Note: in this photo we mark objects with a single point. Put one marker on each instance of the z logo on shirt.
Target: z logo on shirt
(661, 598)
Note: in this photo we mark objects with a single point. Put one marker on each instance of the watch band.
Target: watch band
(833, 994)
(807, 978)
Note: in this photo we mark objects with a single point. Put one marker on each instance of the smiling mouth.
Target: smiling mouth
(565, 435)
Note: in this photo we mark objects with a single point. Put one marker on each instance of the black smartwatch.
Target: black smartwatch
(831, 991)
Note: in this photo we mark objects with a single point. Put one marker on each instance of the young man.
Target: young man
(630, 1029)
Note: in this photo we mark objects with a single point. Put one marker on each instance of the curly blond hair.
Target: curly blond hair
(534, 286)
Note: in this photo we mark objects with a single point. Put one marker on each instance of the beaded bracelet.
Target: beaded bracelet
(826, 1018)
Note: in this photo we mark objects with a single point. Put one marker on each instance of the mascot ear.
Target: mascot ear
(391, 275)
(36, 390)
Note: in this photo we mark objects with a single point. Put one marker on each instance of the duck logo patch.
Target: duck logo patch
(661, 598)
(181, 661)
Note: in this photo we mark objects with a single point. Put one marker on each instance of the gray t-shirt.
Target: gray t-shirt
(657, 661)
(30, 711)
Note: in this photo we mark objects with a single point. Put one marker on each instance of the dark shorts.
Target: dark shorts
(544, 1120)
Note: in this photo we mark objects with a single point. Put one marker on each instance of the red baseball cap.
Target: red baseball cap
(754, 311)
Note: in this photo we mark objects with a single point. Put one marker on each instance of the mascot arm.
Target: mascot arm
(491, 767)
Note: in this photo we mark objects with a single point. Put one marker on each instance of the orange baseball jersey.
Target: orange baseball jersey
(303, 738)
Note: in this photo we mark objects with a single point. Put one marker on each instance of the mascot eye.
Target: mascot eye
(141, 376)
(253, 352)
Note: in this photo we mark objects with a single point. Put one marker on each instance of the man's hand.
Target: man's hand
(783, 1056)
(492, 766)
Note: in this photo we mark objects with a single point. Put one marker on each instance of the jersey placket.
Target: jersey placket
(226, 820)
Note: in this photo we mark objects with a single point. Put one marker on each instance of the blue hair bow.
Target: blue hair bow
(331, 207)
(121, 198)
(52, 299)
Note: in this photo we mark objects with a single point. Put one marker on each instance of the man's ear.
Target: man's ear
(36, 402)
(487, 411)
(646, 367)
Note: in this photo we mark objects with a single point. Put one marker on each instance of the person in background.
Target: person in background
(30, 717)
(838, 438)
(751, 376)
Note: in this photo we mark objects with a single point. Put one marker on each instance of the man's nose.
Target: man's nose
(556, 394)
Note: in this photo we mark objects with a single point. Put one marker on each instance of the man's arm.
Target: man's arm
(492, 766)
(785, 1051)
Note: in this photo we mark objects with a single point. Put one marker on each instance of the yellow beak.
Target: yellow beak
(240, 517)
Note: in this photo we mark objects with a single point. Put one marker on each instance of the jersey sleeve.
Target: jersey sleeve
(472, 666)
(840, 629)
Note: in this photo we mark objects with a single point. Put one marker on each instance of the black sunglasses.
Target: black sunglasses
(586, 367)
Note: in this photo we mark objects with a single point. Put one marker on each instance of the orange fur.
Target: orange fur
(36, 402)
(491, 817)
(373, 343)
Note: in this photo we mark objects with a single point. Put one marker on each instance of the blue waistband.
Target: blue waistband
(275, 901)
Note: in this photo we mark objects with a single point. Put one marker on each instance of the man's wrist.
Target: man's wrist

_ _ _ _

▶ YOUR INSTRUCTIONS: The answer must be every line from the records above that contains the word "wrist", copied in full.

▶ RESULT:
Note: in this photo we mark objects with a single point. Put one marker on each instance of the man's wrist.
Target: man's wrist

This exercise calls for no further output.